問題 1:
次のコラムで引用された言葉では、センスという言葉を何だと考えていると述べていますか。

表示本文:
Members Column メンバーズコラム

最近気になった言葉から
杉浦美紀彦 (ひょうご産業活性化センター) Vol.733
「お金を払って参加するのは自分より若い人達の集まりに行くとき」*1
これを耳にして、お金を払う払わないは別として、当然、私も自分より若い人と交わるよう努力しなければならないと思いました。心がけようと思っている程度なのですが、サイエンスフェアin兵庫に参加する理由にそうした気持ちも含まれます。
「難しい本を読むときには、電車に持ち込んだりします。」
どこかで本*2を立ち読みした際に残った言葉で、うろ覚えの正確な言葉ではありません。じつは今思い出しただけで最近目にした言葉でもありません。ただ、大江健三郎の言になるというところにポイントがあります。あの大江健三郎も難解な本の前ではひるむことがあるのだと、そして、それにきちんと対処しているのだということを知って、二重の意味で印象に残っています。
「僕は、センスという言葉を、『知識とパターン認識』だと考えているんですね。」*3
目にした時、「えっ」と思いました。センスを分解なり分析なりするという視点は全く持ち合わせていませんでした。つまりは、センスという言葉で満足して、思考停止させてきたわけですね。別の方(音楽家)の「何か音楽を聴くとしますわね。で好きになる。ファンとして模倣したりする。その了見の程度で何かやってると所詮はエピゴーネンなわけ」*4という指摘にうなずきながら、自分がその了見に留まっていることに気付かされました。思えば、学生時代から、例えば卒論を書く段になって、ほわほわした問題意識はあるのだけれど、課題が設定できないなあとは感じていましたが、それはまさに「ある世界を凝視して、そこに新たな精神の器の顕現を聴きだすところまで透徹しているか?そういう問いかけ」をしてこなかっただけという事実を突きつけられ、少し頑張らなきゃと思っています。

問題 2:
リストの先頭から「x=1011, y=273」を含む行まで（両端を含む）を、1行につき1つの文字列としてJSONリストで出力してください。空行は除き、画像は出力に含めないでください。

画像ポイント注釈エントリ:
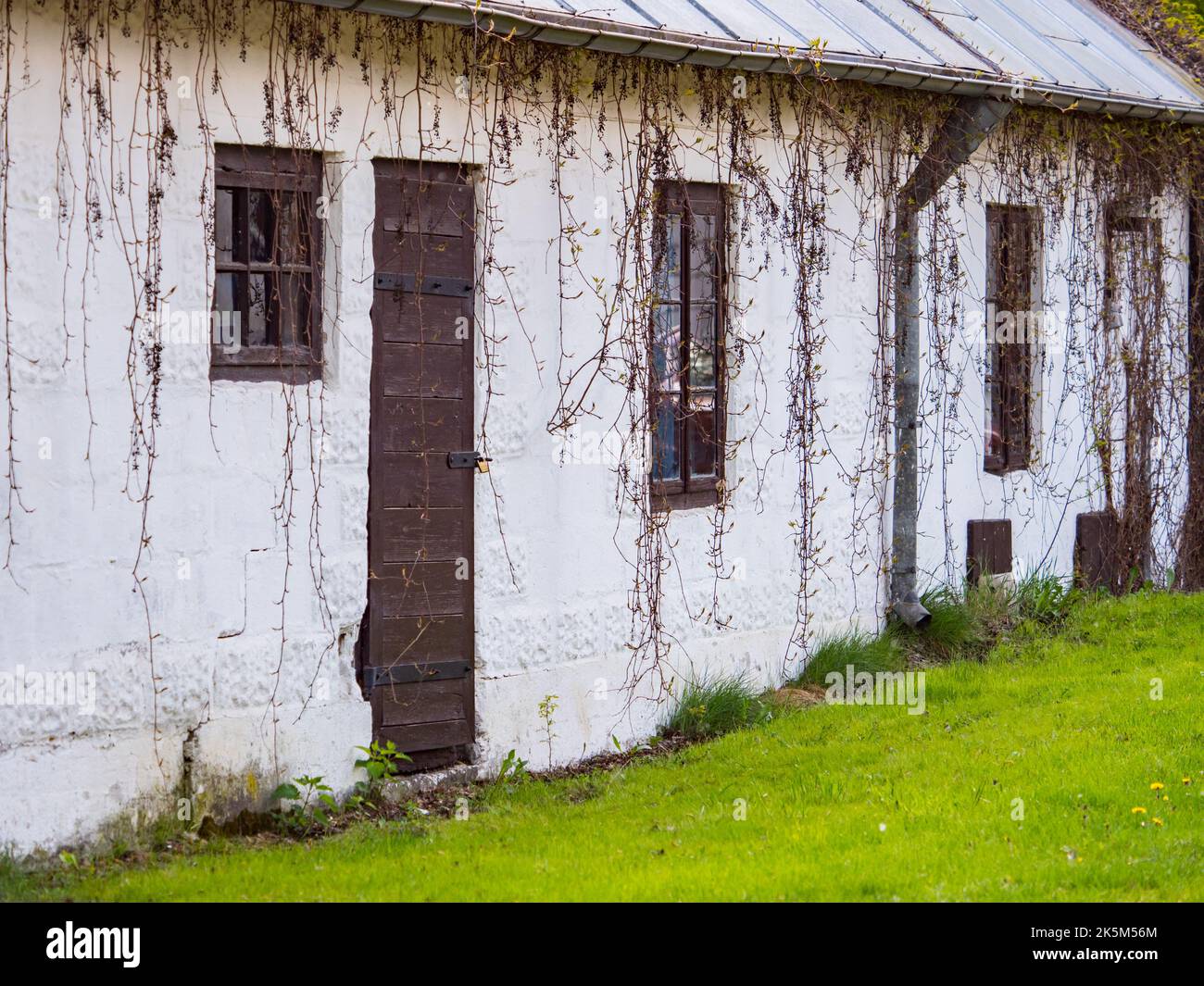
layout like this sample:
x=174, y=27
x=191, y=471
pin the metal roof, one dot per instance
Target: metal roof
x=1050, y=52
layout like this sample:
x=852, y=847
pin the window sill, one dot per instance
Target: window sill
x=679, y=500
x=265, y=371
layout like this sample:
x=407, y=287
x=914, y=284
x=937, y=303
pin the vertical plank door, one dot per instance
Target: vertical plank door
x=418, y=660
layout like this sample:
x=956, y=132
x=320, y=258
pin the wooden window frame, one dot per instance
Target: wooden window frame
x=689, y=200
x=1010, y=366
x=272, y=168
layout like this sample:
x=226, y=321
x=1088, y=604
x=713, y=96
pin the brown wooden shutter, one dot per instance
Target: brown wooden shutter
x=988, y=549
x=1096, y=550
x=1011, y=273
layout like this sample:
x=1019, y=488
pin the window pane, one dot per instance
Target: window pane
x=293, y=309
x=293, y=228
x=701, y=430
x=225, y=303
x=667, y=345
x=669, y=271
x=702, y=345
x=703, y=268
x=224, y=224
x=260, y=228
x=257, y=306
x=666, y=459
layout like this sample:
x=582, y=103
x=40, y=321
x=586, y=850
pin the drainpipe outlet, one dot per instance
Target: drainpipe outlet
x=910, y=610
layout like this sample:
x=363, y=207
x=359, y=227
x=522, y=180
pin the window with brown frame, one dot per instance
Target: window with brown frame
x=1012, y=327
x=686, y=387
x=268, y=244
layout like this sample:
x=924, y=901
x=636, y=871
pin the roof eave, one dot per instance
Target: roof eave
x=669, y=46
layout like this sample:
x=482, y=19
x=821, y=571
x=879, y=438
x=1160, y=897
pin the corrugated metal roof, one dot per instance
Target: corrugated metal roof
x=1060, y=52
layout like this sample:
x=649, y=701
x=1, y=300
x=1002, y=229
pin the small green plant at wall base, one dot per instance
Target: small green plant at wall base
x=710, y=708
x=382, y=761
x=317, y=805
x=513, y=770
x=865, y=652
x=546, y=710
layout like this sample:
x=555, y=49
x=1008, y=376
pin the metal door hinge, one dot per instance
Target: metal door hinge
x=469, y=460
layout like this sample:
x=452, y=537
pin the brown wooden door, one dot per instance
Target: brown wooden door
x=418, y=660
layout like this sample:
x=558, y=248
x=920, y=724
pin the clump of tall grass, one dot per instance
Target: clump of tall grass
x=711, y=706
x=1046, y=598
x=865, y=652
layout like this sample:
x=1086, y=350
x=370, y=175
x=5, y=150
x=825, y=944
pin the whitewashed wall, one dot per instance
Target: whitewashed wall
x=225, y=673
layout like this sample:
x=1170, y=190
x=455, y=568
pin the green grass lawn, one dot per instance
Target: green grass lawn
x=843, y=802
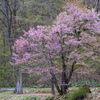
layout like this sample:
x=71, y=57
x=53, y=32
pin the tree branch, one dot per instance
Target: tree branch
x=3, y=22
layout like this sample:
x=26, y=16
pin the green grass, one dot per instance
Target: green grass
x=30, y=97
x=4, y=93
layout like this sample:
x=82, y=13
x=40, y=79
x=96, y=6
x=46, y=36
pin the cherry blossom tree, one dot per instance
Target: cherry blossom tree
x=67, y=41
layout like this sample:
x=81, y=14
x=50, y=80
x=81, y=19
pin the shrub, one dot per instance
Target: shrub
x=80, y=94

解答 1:
「知識とパターン認識」だと考えていると述べています。

解答 2:
[
  "layout like this sample:",
  "x=174, y=27",
  "x=191, y=471",
  "pin the metal roof, one dot per instance",
  "Target: metal roof",
  "x=1050, y=52",
  "layout like this sample:",
  "x=852, y=847",
  "pin the window sill, one dot per instance",
  "Target: window sill",
  "x=679, y=500",
  "x=265, y=371",
  "layout like this sample:",
  "x=407, y=287",
  "x=914, y=284",
  "x=937, y=303",
  "pin the vertical plank door, one dot per instance",
  "Target: vertical plank door",
  "x=418, y=660",
  "layout like this sample:",
  "x=956, y=132",
  "x=320, y=258",
  "pin the wooden window frame, one dot per instance",
  "Target: wooden window frame",
  "x=689, y=200",
  "x=1010, y=366",
  "x=272, y=168",
  "layout like this sample:",
  "x=226, y=321",
  "x=1088, y=604",
  "x=713, y=96",
  "pin the brown wooden shutter, one dot per instance",
  "Target: brown wooden shutter",
  "x=988, y=549",
  "x=1096, y=550",
  "x=1011, y=273"
]